▸ **WHAT THE EXERCISE ASKS**
Reproduce every one of the following records verbatim, preserving each character, line break, and symbol.

▸ **RECORD EXCERPTS**
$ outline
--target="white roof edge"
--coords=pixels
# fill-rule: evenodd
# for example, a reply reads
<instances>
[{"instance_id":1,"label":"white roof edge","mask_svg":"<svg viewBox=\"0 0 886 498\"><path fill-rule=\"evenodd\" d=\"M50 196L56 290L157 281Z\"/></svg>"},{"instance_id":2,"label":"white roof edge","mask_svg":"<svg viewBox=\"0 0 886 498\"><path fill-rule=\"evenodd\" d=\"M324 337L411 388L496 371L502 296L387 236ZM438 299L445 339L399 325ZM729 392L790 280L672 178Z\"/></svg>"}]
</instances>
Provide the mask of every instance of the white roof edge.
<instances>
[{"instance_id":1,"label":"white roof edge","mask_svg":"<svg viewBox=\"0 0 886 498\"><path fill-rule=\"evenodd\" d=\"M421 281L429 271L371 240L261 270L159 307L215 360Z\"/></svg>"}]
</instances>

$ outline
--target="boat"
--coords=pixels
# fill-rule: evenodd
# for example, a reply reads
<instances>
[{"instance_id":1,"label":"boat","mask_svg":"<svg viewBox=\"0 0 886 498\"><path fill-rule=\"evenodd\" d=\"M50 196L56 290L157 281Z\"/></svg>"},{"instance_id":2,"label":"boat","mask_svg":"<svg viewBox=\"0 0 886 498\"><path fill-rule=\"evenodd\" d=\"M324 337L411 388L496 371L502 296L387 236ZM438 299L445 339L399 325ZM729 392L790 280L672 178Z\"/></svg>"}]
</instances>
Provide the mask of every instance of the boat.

▸ **REPLY TO THE EXERCISE**
$ outline
--target="white roof edge"
--coords=pixels
# fill-rule: evenodd
# for example, a reply reads
<instances>
[{"instance_id":1,"label":"white roof edge","mask_svg":"<svg viewBox=\"0 0 886 498\"><path fill-rule=\"evenodd\" d=\"M50 196L56 290L157 281Z\"/></svg>"},{"instance_id":2,"label":"white roof edge","mask_svg":"<svg viewBox=\"0 0 886 498\"><path fill-rule=\"evenodd\" d=\"M324 337L411 388L496 371L502 296L387 236ZM438 299L445 339L399 325ZM729 392L790 280L672 178Z\"/></svg>"}]
</instances>
Provide the mask of every instance of the white roof edge.
<instances>
[{"instance_id":1,"label":"white roof edge","mask_svg":"<svg viewBox=\"0 0 886 498\"><path fill-rule=\"evenodd\" d=\"M421 281L429 271L371 240L261 270L159 307L215 360Z\"/></svg>"}]
</instances>

$ outline
--target="boat"
--coords=pixels
# fill-rule: evenodd
# for example, a reply reads
<instances>
[{"instance_id":1,"label":"boat","mask_svg":"<svg viewBox=\"0 0 886 498\"><path fill-rule=\"evenodd\" d=\"M50 196L56 290L157 281Z\"/></svg>"},{"instance_id":2,"label":"boat","mask_svg":"<svg viewBox=\"0 0 886 498\"><path fill-rule=\"evenodd\" d=\"M324 337L411 388L496 371L502 296L387 236ZM438 299L445 339L399 325ZM729 392L790 280L672 178Z\"/></svg>"}]
</instances>
Provide the mask of every instance of the boat.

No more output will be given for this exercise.